### Çalışma metni

Paylaş
Uzun bir aradan sonra yeniden merhaba. Ben bir psikoterapistin hayatı meraklı ve bir öğrenci tadında yaşamasından yanayım. Terapi odasından hiç çıkmayan, kitaplarıyla yaşayan ama hayata ve kendine dokunmayan bir terapistin danışanlarını anlamakta sınırlı kalacağına inanıyorum. Bana göre bir terapist ne kadar ‘yaşıyorsa’ o kadar dokunabilir danışanına. Ben bu yazımı kendime ve hayata dokunarak geçirdiğimden bu haftaki yazımı dokunmanın şifası üzerine yazıyorum.
Öncelikle ne yaptığımı merak ettiğinizi hissediyorum. Yazılarımı ve sosyal medyadan beni takip edenler bilirler ben stresle baş etmek ve daha mutlu ve sağlıklı bir hayat yaşamak için bedenle çalışmanın gerekliliğine inanan bir psikoloğum. İşte bu niyetle tam bir yıl evvel psikolog kimliğime yoga eğitmenliği katmaya karar verdim ve bu süreçte temmuz ayının 1 haftasını inzivada, Karakaya Retreat’de geçirdim. Güne meditasyonla başladığımız, tüm gün yoga yaptığımız, glütensiz ve vegan beslendiğimiz, her türlü iletişim kanalından uzak (televizyon, cep telefonu, internet vs.) bir haftaydı bu inziva deneyimimiz. Hatta birbirimizle iletişim bile sınırlıydı, saat 14’e kadar konuşmak ve göz teması kurmak yasaktı. Dışarıdan kulağa nasıl geliyor bilmiyorum ama belki de ilk kez bu kadar kendimle kaldım hayatımda. Kendime dokunmanın ne olduğunu deneyimledim.

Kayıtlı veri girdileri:

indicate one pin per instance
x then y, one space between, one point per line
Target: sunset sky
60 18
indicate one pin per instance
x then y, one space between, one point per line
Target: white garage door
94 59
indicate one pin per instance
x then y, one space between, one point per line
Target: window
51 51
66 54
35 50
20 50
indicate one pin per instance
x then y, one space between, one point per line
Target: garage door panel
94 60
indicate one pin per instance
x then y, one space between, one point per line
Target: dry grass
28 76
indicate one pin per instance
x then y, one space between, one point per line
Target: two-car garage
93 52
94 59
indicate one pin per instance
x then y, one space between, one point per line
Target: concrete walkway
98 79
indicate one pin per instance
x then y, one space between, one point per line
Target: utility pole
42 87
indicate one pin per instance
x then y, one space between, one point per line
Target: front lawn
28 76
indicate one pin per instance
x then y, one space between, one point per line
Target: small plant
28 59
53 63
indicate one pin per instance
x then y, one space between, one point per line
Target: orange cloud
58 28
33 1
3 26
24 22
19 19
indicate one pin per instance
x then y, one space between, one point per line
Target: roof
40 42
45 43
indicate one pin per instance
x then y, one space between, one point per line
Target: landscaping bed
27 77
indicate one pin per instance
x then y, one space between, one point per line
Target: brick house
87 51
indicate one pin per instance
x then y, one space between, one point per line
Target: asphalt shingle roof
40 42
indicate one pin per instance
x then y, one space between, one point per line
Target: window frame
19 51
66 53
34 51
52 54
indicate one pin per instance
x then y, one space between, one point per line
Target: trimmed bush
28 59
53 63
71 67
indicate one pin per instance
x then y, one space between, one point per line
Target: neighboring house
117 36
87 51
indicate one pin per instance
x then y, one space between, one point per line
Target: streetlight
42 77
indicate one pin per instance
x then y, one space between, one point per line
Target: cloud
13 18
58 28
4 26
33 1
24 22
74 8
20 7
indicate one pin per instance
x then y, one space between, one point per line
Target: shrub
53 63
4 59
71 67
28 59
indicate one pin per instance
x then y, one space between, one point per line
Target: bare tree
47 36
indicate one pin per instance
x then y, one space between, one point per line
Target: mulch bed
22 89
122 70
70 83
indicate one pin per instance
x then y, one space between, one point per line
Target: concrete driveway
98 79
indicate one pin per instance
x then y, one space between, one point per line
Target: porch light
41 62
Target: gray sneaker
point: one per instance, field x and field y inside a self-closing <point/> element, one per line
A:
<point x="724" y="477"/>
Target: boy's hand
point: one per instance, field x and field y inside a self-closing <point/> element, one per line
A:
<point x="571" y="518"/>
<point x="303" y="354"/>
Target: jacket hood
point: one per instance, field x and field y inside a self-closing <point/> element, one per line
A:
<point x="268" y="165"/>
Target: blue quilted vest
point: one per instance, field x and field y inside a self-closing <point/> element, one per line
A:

### Görev maddesi A
İnziva deneyimini anlatan yazıya göre şu ifadeler doğru mu: (i) İnzivada saat 14'e kadar konuşmak yasaktı; (ii) Yazar inzivada iki hafta geçirdi; (iii) Yazar, psikolog kimliğine yoga eğitmenliği katmaya beş yıl önce karar verdi? Her birine evet ya da hayır deyip yazıdan belirleyici sözleri aynen alıntılayın.
### Görev maddesi B
İnziva deneyimini anlatan yazıyı son cümlesinin ardından sürdürür müsünüz?

### Yanıt kutusu A
(i) Evet: "saat 14’e kadar konuşmak ve göz teması kurmak yasaktı"
(ii) Hayır: "temmuz ayının 1 haftasını inzivada, Karakaya Retreat’de geçirdim"
(iii) Hayır: "tam bir yıl evvel psikolog kimliğime yoga eğitmenliği katmaya karar verdim"

### Yanıt kutusu B
Buradan da yolculuğum devam etti ve kendimi Midilli’de Osho Afroz Meditasyon Merkezi’nde buldum. İçinde şamanik nefes, meditasyon, dişil-eril enerji ve tantra olan bir masaj eğitimi aldım. İçinde nefesine, ruhuna, bedenine dokunmak kadar partnerine dokunmanın da ne kadar şifa verici olduğunu deneyimlediğim bu eğitim benim için bu yazının gerçek ilham kaynağıdır. İlk gittiğimde kamp alanında insanların birbirine sık sık sarıldığını gözlemlediğim ve eğitim sırasında birbirimize ruhsal ve fiziksel dokunmanın yarattığı bağı ve gücü kendimin de yaşadığı özel ve unutulmaz bir çalışmaydı benim için.
Dokunmak ilk gelişen duyumuz ve bir bebeğin hayatta kalmasını sağlıyor. Bir bebek annesinin tenine temas ederek, kokusunu hissederek annesiyle bağ kuruyor, kendini güvende hissediyor ve hayatta kalıyor. Prematüre doğan ve 76 gün boyunca kuvözde kalan bir kadın danışanımın bebeğini sakinleştiren ve hayata tutunmasını sağlayan her sabah babasının gelip onu çıplak teninde hissetmesi ve ona şiirler okumasıydı. Çocuk esirgeme kurumu gibi bir bakıcının pek çok çocuğa bakım verdiği yerlerde büyüyen çocukların yeterince dokunulmadığından ergenlik dönemlerinde bir takım davranış bozuklukları geliştirebildikleri gözlemleniyor.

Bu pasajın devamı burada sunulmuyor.